EXERCISE PROMPT:
Copy the entries below, starting with the line containing "Place a point on the orange traffic" and going on through the line containing "[[733, 455], [768, 396]]", with "orange traffic cone" changed to "road cone" and all else unchanged; leave the picture out.

Records from a data source
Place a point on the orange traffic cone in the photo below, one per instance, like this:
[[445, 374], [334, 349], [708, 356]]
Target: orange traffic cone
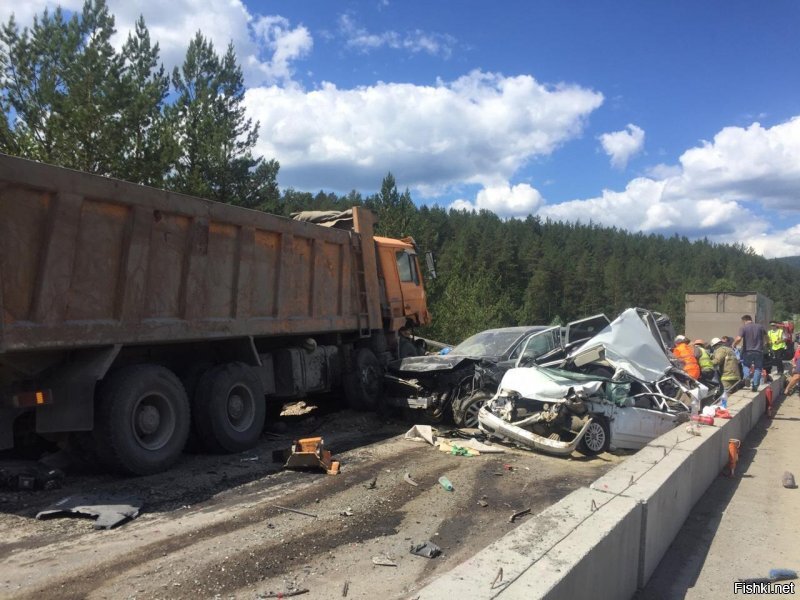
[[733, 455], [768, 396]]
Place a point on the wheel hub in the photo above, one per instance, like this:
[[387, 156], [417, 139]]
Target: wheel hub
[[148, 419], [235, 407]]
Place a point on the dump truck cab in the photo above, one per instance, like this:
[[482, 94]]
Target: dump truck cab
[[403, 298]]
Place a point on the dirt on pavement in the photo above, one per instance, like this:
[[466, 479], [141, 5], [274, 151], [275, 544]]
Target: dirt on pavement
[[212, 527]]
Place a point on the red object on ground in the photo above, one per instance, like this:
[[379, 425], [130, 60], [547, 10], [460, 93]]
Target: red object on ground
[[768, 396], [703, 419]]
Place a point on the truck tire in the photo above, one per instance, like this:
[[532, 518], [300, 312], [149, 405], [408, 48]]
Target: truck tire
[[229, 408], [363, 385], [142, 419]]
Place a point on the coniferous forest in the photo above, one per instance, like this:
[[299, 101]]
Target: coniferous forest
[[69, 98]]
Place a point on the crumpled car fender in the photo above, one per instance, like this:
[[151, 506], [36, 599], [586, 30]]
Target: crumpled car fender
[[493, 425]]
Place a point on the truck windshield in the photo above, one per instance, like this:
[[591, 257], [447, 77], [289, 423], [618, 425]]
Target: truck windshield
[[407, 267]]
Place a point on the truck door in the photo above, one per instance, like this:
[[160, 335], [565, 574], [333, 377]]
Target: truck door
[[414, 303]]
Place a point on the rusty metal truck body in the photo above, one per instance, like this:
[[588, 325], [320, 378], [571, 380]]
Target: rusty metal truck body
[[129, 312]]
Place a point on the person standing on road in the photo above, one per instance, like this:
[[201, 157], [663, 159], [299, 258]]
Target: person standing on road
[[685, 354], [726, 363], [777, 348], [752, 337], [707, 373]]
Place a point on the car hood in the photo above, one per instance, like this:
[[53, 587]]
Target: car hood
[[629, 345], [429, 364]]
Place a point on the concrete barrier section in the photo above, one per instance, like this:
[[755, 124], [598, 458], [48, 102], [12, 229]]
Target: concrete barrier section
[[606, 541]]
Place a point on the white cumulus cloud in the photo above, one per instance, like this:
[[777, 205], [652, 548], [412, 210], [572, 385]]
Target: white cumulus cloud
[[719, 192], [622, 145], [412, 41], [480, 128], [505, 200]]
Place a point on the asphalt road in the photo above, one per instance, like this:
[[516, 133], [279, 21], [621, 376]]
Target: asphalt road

--

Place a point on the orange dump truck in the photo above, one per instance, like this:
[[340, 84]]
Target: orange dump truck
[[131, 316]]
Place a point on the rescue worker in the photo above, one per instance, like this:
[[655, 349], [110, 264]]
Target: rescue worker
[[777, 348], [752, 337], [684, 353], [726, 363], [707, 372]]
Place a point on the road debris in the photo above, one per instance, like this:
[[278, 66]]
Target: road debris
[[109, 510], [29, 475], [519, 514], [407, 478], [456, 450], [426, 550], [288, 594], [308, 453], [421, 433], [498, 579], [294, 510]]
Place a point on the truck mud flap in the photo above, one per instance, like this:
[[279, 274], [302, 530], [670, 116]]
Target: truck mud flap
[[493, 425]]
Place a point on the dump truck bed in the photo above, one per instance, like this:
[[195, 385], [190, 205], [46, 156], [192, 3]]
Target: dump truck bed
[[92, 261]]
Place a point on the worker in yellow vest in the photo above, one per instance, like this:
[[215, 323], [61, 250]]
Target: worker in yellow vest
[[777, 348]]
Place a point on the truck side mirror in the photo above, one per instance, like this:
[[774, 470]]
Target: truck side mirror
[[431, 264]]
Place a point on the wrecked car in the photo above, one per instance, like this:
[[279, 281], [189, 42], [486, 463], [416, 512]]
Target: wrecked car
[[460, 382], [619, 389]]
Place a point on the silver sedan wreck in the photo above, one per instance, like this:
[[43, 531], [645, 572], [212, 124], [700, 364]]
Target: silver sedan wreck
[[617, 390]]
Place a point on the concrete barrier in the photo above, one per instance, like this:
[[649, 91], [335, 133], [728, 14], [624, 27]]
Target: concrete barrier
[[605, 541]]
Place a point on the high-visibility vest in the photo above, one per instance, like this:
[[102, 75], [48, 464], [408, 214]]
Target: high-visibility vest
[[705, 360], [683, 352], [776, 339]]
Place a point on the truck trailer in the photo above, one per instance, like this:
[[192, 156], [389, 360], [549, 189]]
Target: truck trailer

ANSWER TO THE EXERCISE:
Place a point on the road cone in the photo below, one per instance, like this:
[[445, 374], [334, 349], [708, 356]]
Target: road cone
[[733, 455], [768, 396]]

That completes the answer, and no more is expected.